*** DATA LISTING Section Begins ***

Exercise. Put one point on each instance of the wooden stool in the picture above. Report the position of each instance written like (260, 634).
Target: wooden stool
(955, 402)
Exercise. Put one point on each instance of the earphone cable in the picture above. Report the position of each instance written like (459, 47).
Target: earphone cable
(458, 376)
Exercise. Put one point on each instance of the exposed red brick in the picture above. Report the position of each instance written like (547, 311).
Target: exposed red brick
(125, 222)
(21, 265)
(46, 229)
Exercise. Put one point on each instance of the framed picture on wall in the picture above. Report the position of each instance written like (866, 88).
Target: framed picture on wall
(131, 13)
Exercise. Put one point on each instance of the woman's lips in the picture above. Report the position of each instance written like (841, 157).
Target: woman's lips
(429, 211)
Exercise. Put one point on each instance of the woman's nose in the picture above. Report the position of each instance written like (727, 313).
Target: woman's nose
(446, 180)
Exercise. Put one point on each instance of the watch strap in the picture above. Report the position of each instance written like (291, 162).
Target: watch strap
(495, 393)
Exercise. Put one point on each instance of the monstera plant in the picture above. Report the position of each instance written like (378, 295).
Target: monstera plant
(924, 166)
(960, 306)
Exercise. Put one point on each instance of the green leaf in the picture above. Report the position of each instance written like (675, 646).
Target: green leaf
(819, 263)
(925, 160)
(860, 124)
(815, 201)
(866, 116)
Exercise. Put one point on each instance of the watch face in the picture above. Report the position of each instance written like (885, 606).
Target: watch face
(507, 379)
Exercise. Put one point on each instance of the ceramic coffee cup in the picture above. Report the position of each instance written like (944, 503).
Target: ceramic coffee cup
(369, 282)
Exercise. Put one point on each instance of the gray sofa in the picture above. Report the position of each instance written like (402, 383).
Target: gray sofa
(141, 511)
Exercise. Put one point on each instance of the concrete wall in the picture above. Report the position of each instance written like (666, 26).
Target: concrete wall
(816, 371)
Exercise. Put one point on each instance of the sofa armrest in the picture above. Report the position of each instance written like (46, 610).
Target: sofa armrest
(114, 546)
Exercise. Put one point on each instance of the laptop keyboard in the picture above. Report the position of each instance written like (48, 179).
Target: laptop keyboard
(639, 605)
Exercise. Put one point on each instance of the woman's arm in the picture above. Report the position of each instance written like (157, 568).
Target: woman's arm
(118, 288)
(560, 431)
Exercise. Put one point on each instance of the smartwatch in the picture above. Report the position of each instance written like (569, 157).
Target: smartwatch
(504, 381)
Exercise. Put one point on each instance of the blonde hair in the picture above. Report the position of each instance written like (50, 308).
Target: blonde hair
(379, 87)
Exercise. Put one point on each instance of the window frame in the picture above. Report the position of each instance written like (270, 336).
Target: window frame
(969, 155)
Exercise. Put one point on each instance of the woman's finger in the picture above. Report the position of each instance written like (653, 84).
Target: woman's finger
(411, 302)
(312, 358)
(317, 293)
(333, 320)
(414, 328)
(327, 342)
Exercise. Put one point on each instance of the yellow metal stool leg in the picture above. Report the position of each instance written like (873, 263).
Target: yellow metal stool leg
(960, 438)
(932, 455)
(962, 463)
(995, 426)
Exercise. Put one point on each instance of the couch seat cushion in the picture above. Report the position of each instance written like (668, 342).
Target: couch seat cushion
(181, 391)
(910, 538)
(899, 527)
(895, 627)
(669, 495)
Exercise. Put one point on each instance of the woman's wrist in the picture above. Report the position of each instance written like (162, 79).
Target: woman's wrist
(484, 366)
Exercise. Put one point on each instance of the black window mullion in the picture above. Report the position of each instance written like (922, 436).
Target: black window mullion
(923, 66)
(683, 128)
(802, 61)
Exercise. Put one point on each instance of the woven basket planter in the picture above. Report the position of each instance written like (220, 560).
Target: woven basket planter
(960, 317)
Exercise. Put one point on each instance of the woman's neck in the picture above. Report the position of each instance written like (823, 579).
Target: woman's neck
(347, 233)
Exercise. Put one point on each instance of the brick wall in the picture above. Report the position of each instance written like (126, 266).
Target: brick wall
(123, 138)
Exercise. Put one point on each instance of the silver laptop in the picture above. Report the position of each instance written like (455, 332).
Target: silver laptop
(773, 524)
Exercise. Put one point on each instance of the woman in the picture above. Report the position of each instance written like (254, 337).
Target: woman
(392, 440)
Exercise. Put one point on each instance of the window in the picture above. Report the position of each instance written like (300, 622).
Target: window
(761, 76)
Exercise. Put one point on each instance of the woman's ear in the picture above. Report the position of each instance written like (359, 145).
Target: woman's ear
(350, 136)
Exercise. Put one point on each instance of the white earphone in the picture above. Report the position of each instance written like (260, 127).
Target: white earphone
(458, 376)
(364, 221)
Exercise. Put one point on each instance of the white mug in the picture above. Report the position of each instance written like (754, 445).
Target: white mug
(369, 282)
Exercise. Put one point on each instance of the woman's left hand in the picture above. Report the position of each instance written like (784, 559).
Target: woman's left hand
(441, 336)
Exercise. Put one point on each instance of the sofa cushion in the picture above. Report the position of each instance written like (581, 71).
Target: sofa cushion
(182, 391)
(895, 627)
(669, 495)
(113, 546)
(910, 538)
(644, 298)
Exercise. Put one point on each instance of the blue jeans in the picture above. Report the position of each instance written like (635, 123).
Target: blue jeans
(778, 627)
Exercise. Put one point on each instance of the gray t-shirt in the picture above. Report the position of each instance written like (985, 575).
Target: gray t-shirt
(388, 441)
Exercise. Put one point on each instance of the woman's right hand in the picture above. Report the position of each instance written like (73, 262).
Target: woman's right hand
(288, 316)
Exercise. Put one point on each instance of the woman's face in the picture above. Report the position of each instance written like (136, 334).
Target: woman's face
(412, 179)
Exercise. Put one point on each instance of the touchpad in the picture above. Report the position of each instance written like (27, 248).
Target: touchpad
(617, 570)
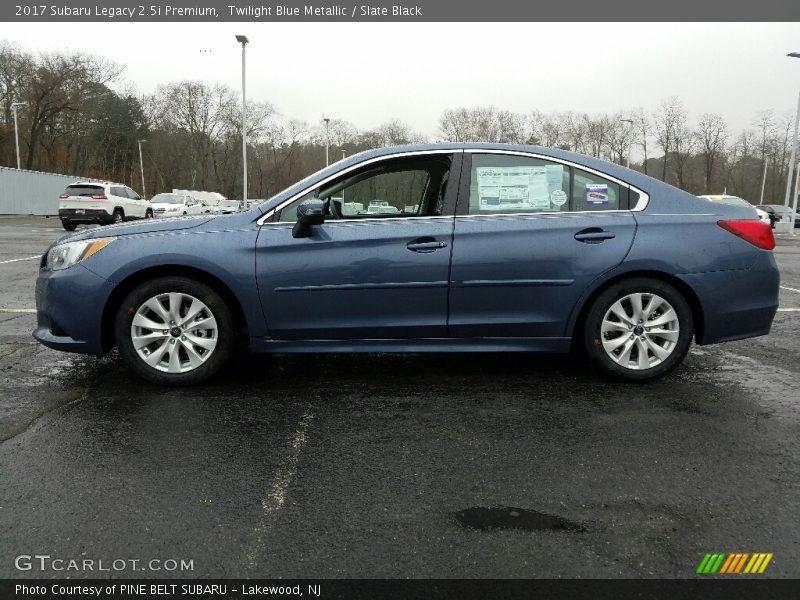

*** DATA LISTING Section Ends ***

» WHAT THIS TASK INVOLVES
Return, exactly as they stand, all of the lines above, but not the pictures.

» WORKED SOLUTION
Exercise. Put one point on each instance of the wooden stool in the picture above. Report the position of each instance written like (260, 634).
Target: wooden stool
(955, 402)
Exercise. Put one point on each instance of the earphone cable in the picture above. Report the position of each instance written like (459, 47).
Target: earphone cable
(458, 376)
Exercise. Put one point on each instance of the exposed red brick in the picture above. Report the position of each instance written like (547, 311).
Target: exposed red brick
(125, 222)
(21, 265)
(46, 229)
Exercise. Put one point on each instance of the framed picture on wall in the picture above. Report the position of each instance written like (866, 88).
Target: framed picture on wall
(131, 13)
Exercise. Put one point on each instance of the woman's lips in the picture above. Report the position of each instance written like (841, 157).
Target: woman's lips
(429, 211)
Exercise. Put one point on each instance of the woman's nose in the picture above. Report the position of each instance written like (727, 313).
Target: woman's nose
(446, 180)
Exercise. Put one point on each instance of the watch strap in the picture above. Report the position of each instance written like (291, 162).
Target: watch strap
(495, 393)
Exercise. Put one point on each instance of the monstera plant in the picture above. Report the position of each instance written like (378, 295).
Target: monstera plant
(924, 166)
(960, 306)
Exercise. Put one point on each instance of the green leaf in the picture above. Report the position of each instance written like (675, 646).
Target: green leaf
(819, 263)
(925, 160)
(860, 124)
(815, 201)
(866, 116)
Exercise. Put one point on each instance of the watch face in the picture above. Report the position of each instance written like (885, 606).
Target: watch face
(507, 379)
Exercise. Put one point on each instance of the ceramic coffee cup in the picture above. Report the position of each instance written like (944, 503).
Target: ceramic coffee cup
(369, 282)
Exercise. Put one point on each instance of the gray sofa in the picture above. Report the position of each instance written like (402, 383).
Target: gray sofa
(141, 511)
Exercise. Put one point on each instance of the concrete wall in the picture above. Report the position of each instance written like (666, 26).
Target: concrete wall
(816, 371)
Exercise. Put one point on each instance of the sofa armrest in the picture above. Report the position of each instance written like (46, 610).
Target: sofa armrest
(114, 546)
Exercise. Put one point on each instance of the laptop keyboard in the picture above. Report the position of each instance written like (48, 179).
Target: laptop keyboard
(639, 605)
Exercise. Put one point on each instance of the woman's arm in the picture above. Report the position of each instance written like (157, 568).
Target: woman's arm
(118, 288)
(560, 431)
Exercise. Put one point on each instance of the smartwatch in the picture above. Report the position of each instance written like (569, 157).
Target: smartwatch
(504, 381)
Exercise. Put one point on each instance of the blonde hair in the picture above. Report the position of each instance written like (50, 308).
Target: blonde hair
(379, 87)
Exercise. Put one point on each instance of the window frame in the picture above. Report the position of each instance written like (270, 336).
Target: window frame
(969, 155)
Exercise. Put one point on each instance of the woman's finger in the picture above. Report the position of each instance written like (653, 84).
Target: woman's finger
(411, 302)
(312, 358)
(317, 293)
(333, 320)
(414, 328)
(327, 342)
Exercise. Put one point on each instance of the yellow metal stool leg in the picture above. Report the position of each instance written like (873, 263).
Target: yellow metal stool leg
(960, 438)
(932, 455)
(962, 463)
(995, 426)
Exercise. Put one point on each instance of the couch seat cushion in the picture above. Report the position of each instance written like (668, 342).
Target: couch seat cushion
(181, 391)
(910, 538)
(899, 527)
(895, 627)
(669, 495)
Exercise. Put one point on each instance of the woman's wrist in the picture above. Report the position of each instance written like (162, 79).
Target: woman's wrist
(484, 366)
Exercise. Put one point on each instance of the black window mullion in the picture above. Report the position of each instance written like (922, 436).
Target: black window mullion
(923, 66)
(683, 128)
(802, 61)
Exercise. Put one point on each instance of the woven basket planter in the picture above. Report the position of each instance written like (220, 560).
Target: woven basket planter
(960, 317)
Exercise. Put one point on each instance of the woman's neck in the picture above. Report the position of each instance written like (823, 579).
Target: woman's neck
(347, 233)
Exercise. Put one point on each instance of the brick wall in the picture above. Report the position of each instance written like (126, 266).
Target: brick wall
(123, 138)
Exercise. Put one point on each instance of the silver laptop in the picture above. Report the position of each instance written like (455, 332).
Target: silver laptop
(773, 524)
Exercise. Put one point on each instance of the woman in the picture above. Report the position of each instance written like (254, 337).
Target: woman
(392, 440)
Exercise. Put one point on each instance of the window in the picture above. Report the position of each instance written like (300, 622).
Target: window
(761, 76)
Exercise. Put one point on each instance of the woman's ear in the picture above. Report the position of each instance written like (359, 145).
Target: woman's ear
(350, 136)
Exercise. Put one point on each instance of the white earphone in the picture above. Report the position of each instance written like (260, 127).
Target: white earphone
(458, 376)
(364, 221)
Exercise. Put one point on each instance of the white mug in the picture above. Report the position of each instance written like (754, 445).
Target: white mug
(369, 282)
Exercise. Put one point on each instance of the woman's left hand in the picture above. Report the position of each instance written like (784, 559).
Target: woman's left hand
(441, 336)
Exercise. Put one point on each instance of the sofa cushion in the picture above. Report the position of each instance written like (581, 71).
Target: sofa cushion
(182, 391)
(895, 627)
(669, 495)
(113, 546)
(910, 538)
(644, 298)
Exercise. Put one point on each instance of the blue jeans in the picture above. Report the position of each instance written like (635, 123).
Target: blue jeans
(778, 627)
Exercise. Put one point on each instance of the gray t-shirt in the picture above. Report the position of each instance written like (985, 575).
Target: gray t-shirt
(388, 441)
Exercise. Put one point on each instance of the woman's right hand in the picture above. Report the position of each instance written like (73, 262).
Target: woman's right hand
(288, 316)
Exercise. Put one point on each instance of the woman's face in the picture above. Report the position of each instance written like (136, 334).
Target: woman's face
(412, 179)
Exercise. Put one point on each instance of the touchpad in the picture above. Report the position of each instance written like (27, 248).
Target: touchpad
(617, 570)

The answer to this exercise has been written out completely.